(Input material begins)

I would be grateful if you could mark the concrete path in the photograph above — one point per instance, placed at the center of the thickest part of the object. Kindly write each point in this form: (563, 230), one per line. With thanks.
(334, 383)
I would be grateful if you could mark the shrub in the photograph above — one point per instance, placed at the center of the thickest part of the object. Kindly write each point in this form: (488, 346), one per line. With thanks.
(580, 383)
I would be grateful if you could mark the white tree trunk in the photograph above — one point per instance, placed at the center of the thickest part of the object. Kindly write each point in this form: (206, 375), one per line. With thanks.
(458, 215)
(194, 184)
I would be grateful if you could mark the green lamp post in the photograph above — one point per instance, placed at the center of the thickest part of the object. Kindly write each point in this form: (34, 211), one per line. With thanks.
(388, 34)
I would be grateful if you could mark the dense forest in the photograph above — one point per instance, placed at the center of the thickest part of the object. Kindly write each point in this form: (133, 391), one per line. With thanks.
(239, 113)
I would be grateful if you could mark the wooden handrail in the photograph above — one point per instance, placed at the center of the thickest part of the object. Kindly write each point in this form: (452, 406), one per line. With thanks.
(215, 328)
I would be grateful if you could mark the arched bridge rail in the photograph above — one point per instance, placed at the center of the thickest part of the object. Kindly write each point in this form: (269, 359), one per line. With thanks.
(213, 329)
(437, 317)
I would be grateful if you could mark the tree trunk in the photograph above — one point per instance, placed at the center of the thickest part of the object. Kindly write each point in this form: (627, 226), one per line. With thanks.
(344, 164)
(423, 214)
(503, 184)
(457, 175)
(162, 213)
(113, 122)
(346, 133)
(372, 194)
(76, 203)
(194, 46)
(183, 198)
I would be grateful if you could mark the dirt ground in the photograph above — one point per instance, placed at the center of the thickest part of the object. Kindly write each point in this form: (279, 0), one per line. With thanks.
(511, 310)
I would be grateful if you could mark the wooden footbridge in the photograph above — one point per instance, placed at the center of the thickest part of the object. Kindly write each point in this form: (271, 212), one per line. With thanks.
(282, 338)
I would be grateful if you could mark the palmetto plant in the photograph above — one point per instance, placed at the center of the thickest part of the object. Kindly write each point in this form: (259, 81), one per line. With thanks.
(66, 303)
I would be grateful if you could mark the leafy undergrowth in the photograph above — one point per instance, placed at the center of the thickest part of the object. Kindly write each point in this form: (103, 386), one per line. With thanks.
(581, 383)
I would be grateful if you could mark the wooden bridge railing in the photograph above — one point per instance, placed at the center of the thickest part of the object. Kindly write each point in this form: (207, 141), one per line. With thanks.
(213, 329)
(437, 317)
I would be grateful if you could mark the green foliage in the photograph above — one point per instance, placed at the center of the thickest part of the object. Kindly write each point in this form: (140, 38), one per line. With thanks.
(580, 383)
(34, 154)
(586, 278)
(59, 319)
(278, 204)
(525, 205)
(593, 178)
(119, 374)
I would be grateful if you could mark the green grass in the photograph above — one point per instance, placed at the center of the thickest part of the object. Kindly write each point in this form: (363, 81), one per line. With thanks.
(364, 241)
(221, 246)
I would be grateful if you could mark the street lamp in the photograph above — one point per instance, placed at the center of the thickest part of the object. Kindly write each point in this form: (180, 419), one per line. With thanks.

(Input material ends)

Task description: Repeat all the data, every line exactly.

Solution:
I would be grateful if you could mark the concrete path in the photograph above — one point per instance, placed at the center of the thickest part of the object. Kindly write each point in this form: (563, 230), one per line. With thanks.
(334, 383)
I would be grateful if you could mark the shrub in the photograph above — one point per instance, placed at the center of the thickest part of the object. Kindly write each point in this form: (488, 346), one per line. With thanks.
(580, 383)
I would be grateful if you could mark the white tree trunk in the photograph above — one point per instance, placed at the center of the thickest part of the object. Kindly write each point in this form: (206, 375), one per line. With thanks.
(458, 215)
(194, 184)
I would be grateful if you could mark the green lamp post in the photograph above — one point per instance, placed at the center of the thickest part of the object. Kindly write each point in this form: (34, 211), one per line. With thanks.
(388, 34)
I would be grateful if you could mark the dense forest in the photograph above — one point per instance, placed at the center of the thickest part of the object. Kindly write each point in this form: (133, 391), one per line. With thanks.
(239, 113)
I would be grateful if you could mark the wooden handrail in the photograph above — one point per instance, placed at the center of the thickest part of the object. Kindly write each point in this form: (452, 406), one per line. With thanks.
(215, 328)
I would be grateful if you could mark the arched bridge rail in the photograph above — one point per instance, placed at the center of the thickest part of the object. Kindly write each point in this form: (269, 359), one per line. With thanks.
(213, 329)
(437, 317)
I would be grateful if you could mark the tree trunk in the photograph above — one point per instance, placed at the center of the thickest part of the object. Kindly write each point in this form: (627, 226), one per line. With thanks.
(344, 164)
(423, 214)
(503, 184)
(457, 175)
(162, 213)
(113, 122)
(346, 133)
(372, 194)
(76, 203)
(194, 46)
(183, 198)
I would be grateful if you could mark the dirt ground in the photograph above — one point per instance, placed at the center of the thickest part of the object. Kindly write each point in this form: (279, 0), one per line. With thanks.
(511, 310)
I would be grateful if you could mark the wooden footbridge in the photograph above — one point per instance, placed at the center of the thickest part of the object. Kindly write each point in this form: (271, 212), one per line. With thanks.
(282, 338)
I would be grateful if you could mark the palmetto plant in the photograph above — one point per instance, placed at the center of the thickest part of the object. Kindly write each point in this form: (259, 81), one per line. With thanks.
(66, 303)
I would be grateful if you could mark the leafy undergrowth in the photograph above — one point per instance, placed at the center of the thickest part of the object. Kindly write each point in this form: (103, 386), one per line. With thanks.
(581, 383)
I would be grateful if you could mark the wooden bridge railing in the photograph above — one point per instance, placed at the center of the thickest part of the object. Kindly write each point in this form: (207, 141), one per line. With thanks.
(213, 329)
(437, 317)
I would be grateful if you could mark the green foliage in the photograph above — one point per instance, placed at the center of the thickest part of the object. Kindly write each point in this form: (140, 38), one per line. With thanks.
(580, 383)
(34, 154)
(586, 278)
(59, 319)
(278, 204)
(525, 205)
(593, 178)
(119, 374)
I would be grateful if you could mark the green grass in the photograph above — one point per instance, placed at the center of the thickest part of the object. Kindly write each point in this form: (363, 81), one per line. With thanks.
(364, 241)
(221, 246)
I would be grateful if you could mark the street lamp in the photograph above — one point per instance, placed at the center of the thickest part of the object. Kindly write each point in this form: (180, 419), one per line. With thanks.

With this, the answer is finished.